### WRITTEN PROBLEM
Reproduce the lines starting at the one containing "Could you point to the splashing" and ending at the one containing "column 586, row 142", both included.
──────── RECORDS FOR THIS EXERCISE
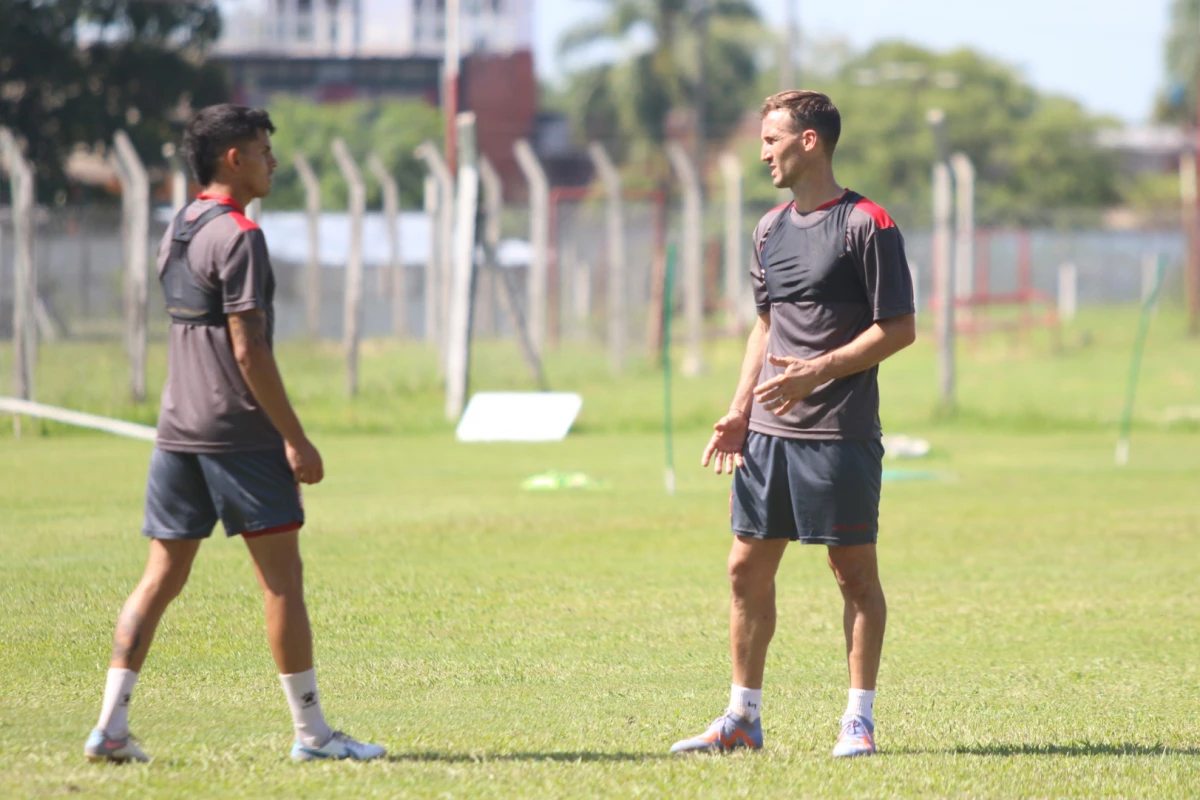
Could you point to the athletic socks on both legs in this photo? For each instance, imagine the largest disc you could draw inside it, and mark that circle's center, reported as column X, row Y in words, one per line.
column 300, row 689
column 747, row 703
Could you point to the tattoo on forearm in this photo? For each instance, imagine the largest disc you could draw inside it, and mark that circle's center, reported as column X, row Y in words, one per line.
column 250, row 329
column 129, row 636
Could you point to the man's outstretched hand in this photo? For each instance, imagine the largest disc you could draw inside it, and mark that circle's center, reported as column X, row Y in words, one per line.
column 729, row 439
column 785, row 390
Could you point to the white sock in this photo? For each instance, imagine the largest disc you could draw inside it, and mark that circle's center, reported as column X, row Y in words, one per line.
column 862, row 704
column 300, row 687
column 114, row 714
column 745, row 702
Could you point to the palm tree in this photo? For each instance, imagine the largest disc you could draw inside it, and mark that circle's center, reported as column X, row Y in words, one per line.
column 670, row 56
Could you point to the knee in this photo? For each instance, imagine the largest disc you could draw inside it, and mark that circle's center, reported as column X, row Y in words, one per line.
column 747, row 578
column 856, row 582
column 285, row 582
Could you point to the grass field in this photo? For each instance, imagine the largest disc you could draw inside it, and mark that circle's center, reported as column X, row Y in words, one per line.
column 1044, row 605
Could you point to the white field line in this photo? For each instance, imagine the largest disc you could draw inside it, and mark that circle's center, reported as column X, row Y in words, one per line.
column 119, row 427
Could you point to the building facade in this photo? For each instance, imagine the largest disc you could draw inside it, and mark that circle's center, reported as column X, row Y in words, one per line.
column 334, row 50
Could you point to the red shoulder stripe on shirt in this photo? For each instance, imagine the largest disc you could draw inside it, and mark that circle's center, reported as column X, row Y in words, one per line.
column 829, row 204
column 876, row 212
column 244, row 222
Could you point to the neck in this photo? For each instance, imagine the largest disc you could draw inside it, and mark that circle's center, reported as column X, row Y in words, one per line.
column 815, row 187
column 240, row 196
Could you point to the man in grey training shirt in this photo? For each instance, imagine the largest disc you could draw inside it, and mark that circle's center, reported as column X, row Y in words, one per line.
column 802, row 437
column 229, row 445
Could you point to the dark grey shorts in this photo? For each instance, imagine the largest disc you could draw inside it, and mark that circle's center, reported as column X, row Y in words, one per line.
column 811, row 491
column 250, row 492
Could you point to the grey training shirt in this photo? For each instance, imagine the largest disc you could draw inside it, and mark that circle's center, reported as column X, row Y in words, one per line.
column 207, row 405
column 826, row 277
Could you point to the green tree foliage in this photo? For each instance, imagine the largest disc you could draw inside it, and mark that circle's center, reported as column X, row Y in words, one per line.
column 1177, row 102
column 1035, row 154
column 390, row 127
column 75, row 71
column 627, row 102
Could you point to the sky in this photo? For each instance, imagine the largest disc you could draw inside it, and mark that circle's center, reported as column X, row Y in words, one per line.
column 1107, row 54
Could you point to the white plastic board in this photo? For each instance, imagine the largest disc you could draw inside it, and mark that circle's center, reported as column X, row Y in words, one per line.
column 519, row 416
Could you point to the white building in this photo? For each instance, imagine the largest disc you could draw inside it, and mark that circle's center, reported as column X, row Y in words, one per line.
column 371, row 28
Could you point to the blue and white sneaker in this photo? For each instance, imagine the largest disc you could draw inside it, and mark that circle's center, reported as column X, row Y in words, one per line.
column 727, row 732
column 337, row 747
column 102, row 747
column 857, row 738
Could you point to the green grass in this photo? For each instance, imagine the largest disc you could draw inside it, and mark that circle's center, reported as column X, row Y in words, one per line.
column 1044, row 605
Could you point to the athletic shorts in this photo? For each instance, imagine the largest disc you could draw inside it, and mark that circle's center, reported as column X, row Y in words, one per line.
column 809, row 491
column 250, row 492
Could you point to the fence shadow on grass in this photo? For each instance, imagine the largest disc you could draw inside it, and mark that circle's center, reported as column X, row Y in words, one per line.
column 1037, row 749
column 565, row 757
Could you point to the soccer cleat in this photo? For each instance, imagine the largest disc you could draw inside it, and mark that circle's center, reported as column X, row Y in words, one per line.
column 727, row 732
column 337, row 747
column 857, row 738
column 102, row 747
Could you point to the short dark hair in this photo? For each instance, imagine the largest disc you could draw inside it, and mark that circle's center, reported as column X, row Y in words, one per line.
column 810, row 110
column 214, row 130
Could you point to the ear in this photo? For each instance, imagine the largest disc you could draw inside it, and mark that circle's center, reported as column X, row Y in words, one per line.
column 233, row 158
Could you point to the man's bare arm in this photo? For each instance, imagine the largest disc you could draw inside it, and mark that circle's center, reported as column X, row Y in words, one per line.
column 874, row 346
column 247, row 334
column 801, row 377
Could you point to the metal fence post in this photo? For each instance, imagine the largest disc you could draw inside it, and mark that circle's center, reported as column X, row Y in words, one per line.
column 693, row 265
column 353, row 300
column 312, row 266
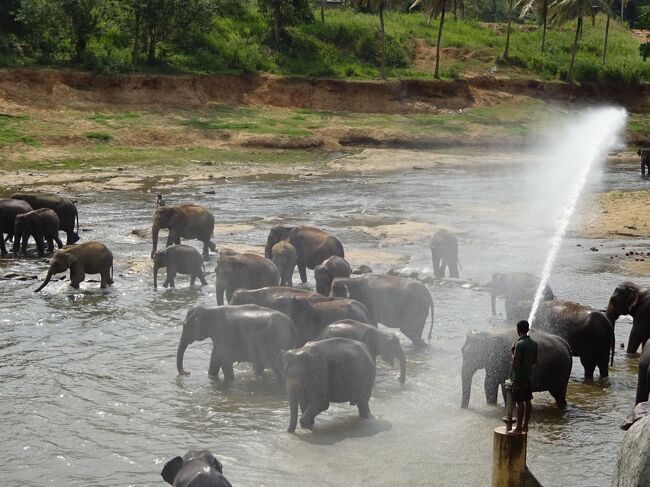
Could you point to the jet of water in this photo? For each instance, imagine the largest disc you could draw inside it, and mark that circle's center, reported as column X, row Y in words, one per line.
column 585, row 143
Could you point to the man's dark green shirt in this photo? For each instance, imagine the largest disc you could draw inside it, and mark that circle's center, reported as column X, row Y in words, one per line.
column 525, row 354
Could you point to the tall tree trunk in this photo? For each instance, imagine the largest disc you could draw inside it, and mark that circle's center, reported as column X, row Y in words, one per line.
column 436, row 73
column 383, row 40
column 606, row 36
column 575, row 48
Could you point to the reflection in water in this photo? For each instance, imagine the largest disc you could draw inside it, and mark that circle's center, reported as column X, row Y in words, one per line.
column 90, row 394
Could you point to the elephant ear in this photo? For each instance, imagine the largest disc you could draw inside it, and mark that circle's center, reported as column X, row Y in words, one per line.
column 170, row 470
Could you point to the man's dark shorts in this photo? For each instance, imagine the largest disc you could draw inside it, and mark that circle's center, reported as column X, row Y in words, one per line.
column 522, row 392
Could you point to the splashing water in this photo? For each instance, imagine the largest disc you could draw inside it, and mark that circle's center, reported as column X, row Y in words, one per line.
column 586, row 142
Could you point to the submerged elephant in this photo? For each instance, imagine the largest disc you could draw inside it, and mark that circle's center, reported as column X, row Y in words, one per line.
column 378, row 342
column 198, row 468
column 244, row 271
column 587, row 331
column 82, row 259
column 631, row 299
column 444, row 253
column 332, row 370
column 246, row 333
column 40, row 224
column 9, row 210
column 285, row 258
column 515, row 288
column 329, row 270
column 64, row 207
column 184, row 221
column 393, row 301
column 491, row 350
column 312, row 245
column 181, row 259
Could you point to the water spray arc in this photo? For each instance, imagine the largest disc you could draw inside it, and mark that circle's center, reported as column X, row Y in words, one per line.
column 585, row 144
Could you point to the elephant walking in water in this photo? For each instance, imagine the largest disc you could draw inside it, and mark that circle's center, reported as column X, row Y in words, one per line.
column 332, row 370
────────────────
### SOLVED PROBLEM
Could you point to the splashing water in this photo? For each instance, imagine the largest disc you could draw inside it, and mark that circle's center, reported as column X, row Y in words, one per line.
column 586, row 142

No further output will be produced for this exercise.